-- THE EXERCISE --
Pictures stay out; everything else in the records below is copied exactly.

[Data extracted from a collection]
○ ○ ○

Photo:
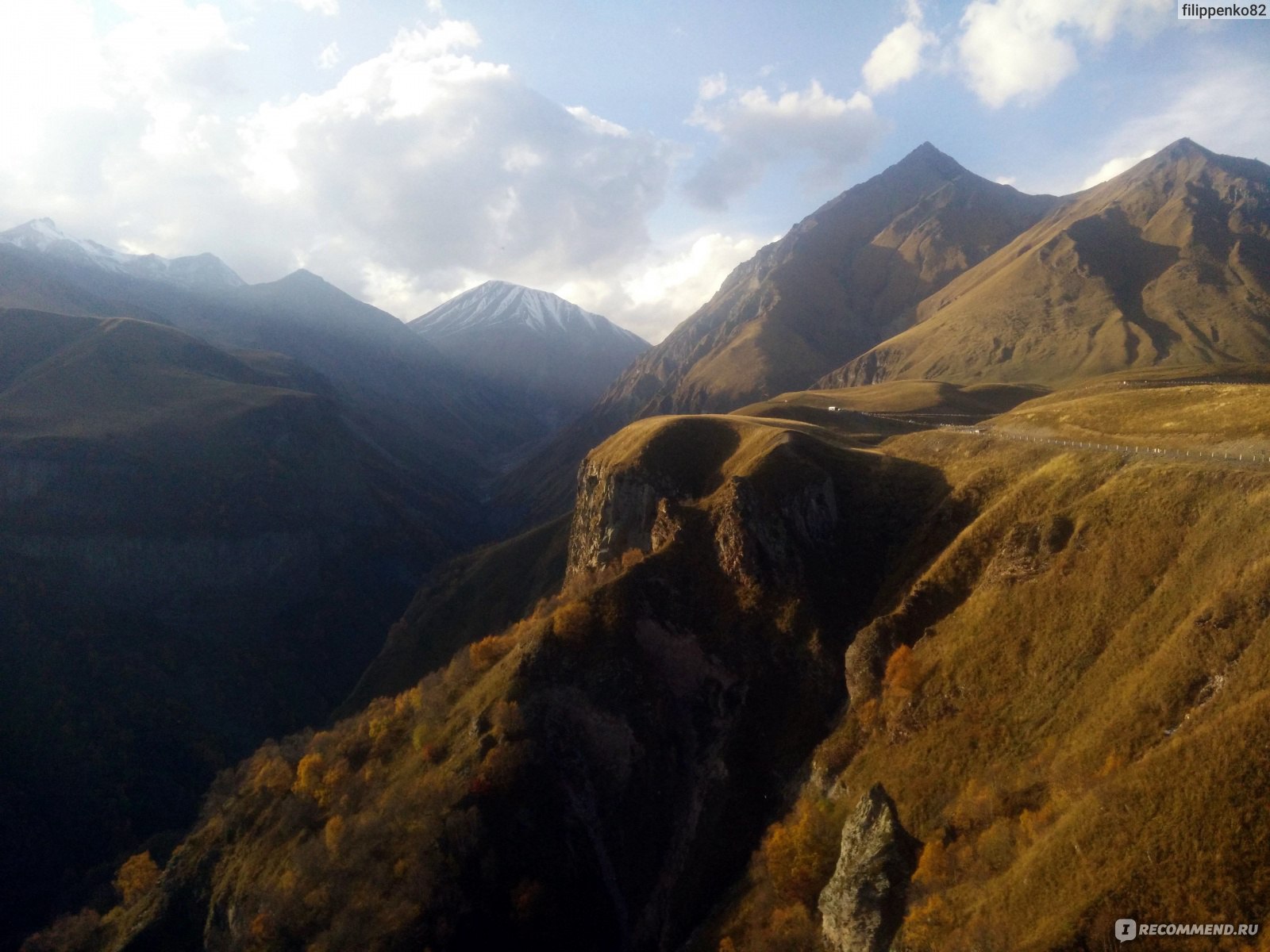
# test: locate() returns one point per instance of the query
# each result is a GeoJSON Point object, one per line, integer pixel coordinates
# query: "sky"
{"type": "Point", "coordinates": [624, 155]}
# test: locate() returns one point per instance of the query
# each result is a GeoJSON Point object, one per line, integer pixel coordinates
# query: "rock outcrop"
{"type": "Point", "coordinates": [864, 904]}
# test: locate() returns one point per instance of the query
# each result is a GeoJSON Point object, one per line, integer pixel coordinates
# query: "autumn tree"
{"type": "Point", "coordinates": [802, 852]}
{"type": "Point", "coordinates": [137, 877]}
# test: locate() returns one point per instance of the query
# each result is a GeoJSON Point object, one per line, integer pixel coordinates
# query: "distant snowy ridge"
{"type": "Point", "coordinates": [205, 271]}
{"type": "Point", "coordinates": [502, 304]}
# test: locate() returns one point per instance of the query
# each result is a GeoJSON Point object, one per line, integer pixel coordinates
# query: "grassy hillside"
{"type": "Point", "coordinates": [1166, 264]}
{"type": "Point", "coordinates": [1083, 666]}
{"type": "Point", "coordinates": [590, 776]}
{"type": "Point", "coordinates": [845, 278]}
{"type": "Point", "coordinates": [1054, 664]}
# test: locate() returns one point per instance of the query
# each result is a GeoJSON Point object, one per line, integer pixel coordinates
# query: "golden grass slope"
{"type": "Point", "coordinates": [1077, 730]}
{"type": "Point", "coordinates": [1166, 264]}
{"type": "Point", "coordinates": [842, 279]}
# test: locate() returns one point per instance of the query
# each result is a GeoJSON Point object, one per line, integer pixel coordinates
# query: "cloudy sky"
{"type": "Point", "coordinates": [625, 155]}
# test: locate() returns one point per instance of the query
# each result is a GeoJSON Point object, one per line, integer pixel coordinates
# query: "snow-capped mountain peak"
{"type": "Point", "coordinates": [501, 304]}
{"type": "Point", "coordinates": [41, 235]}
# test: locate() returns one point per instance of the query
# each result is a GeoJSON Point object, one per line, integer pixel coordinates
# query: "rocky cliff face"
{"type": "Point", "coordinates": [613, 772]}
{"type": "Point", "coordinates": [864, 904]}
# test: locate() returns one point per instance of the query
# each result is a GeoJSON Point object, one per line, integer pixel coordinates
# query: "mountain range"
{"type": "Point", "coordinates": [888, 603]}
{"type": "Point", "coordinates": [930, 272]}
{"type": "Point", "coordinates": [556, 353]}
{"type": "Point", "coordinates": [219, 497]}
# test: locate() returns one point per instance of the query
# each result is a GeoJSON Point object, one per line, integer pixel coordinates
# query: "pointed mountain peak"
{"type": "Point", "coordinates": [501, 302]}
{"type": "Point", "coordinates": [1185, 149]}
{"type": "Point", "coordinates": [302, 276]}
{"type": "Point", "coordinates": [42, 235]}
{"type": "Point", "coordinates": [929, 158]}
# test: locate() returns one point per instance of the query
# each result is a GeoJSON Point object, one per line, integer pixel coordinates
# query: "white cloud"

○ ○ ○

-- OUTPUT --
Photo:
# test: locate() returns one point per instance of the query
# each result is a GeoJSON Point object, one per line, integer pixel coordinates
# query: "sky"
{"type": "Point", "coordinates": [624, 155]}
# test: locate() returns one point per instance of the query
# each result is a GeoJSON Point object, one per line, integer pixel coordinates
# query: "rock outcrop"
{"type": "Point", "coordinates": [864, 904]}
# test: locate() returns one point per instance of the query
# each result is a GeoJSON Point object, one per line, integer pixel coordinates
# query: "autumn tree"
{"type": "Point", "coordinates": [802, 852]}
{"type": "Point", "coordinates": [137, 877]}
# test: locate() returns one point per instance of the query
# each result is a GeoJSON Point object, one per line, integer pixel coordinates
# query: "distant snowy ridge"
{"type": "Point", "coordinates": [205, 271]}
{"type": "Point", "coordinates": [502, 304]}
# test: locate() returns one point per instance of the query
# each result is a GeoJSON Point object, one per line, integer pixel coordinates
# query: "grassy hillside"
{"type": "Point", "coordinates": [1166, 264]}
{"type": "Point", "coordinates": [1083, 666]}
{"type": "Point", "coordinates": [590, 776]}
{"type": "Point", "coordinates": [845, 278]}
{"type": "Point", "coordinates": [1054, 664]}
# test: locate() returns one point per instance of the query
# each result is a GeoJSON Point object, one per line, integer pixel coordinates
# query: "golden grass slope"
{"type": "Point", "coordinates": [1077, 730]}
{"type": "Point", "coordinates": [1166, 264]}
{"type": "Point", "coordinates": [842, 279]}
# test: locate() returns one point per instance of the query
# each result is a GeoJSON Point object, one per line, integer pixel coordinates
# query: "cloudy sky"
{"type": "Point", "coordinates": [625, 155]}
# test: locate() returns one point per instance of the query
# each result is a GeoJSON Point object, one per line, integer pixel coordinates
# query: "snow-capped mountain peak"
{"type": "Point", "coordinates": [501, 304]}
{"type": "Point", "coordinates": [41, 235]}
# test: locate() returns one point per instance of the query
# each result is a GeoJSON Point object, one per line, integer pixel coordinates
# query: "rocky cliff face"
{"type": "Point", "coordinates": [613, 772]}
{"type": "Point", "coordinates": [864, 904]}
# test: locate() returns one point per instance of the query
# each result is a GeoJSON Point object, one per line, integer pixel coordinates
# query: "mountain range"
{"type": "Point", "coordinates": [888, 603]}
{"type": "Point", "coordinates": [930, 272]}
{"type": "Point", "coordinates": [556, 353]}
{"type": "Point", "coordinates": [219, 497]}
# test: locate() returns one point per instance of the query
# each result is a GeoJSON Point object, one per line, integer pixel coordinates
# query: "pointed mountain peak"
{"type": "Point", "coordinates": [501, 302]}
{"type": "Point", "coordinates": [1185, 149]}
{"type": "Point", "coordinates": [302, 276]}
{"type": "Point", "coordinates": [42, 235]}
{"type": "Point", "coordinates": [929, 158]}
# test: locate() returns one point per instance of the query
# each result is a GeoJSON Point object, one per line, integer pixel coordinates
# query: "white cloud"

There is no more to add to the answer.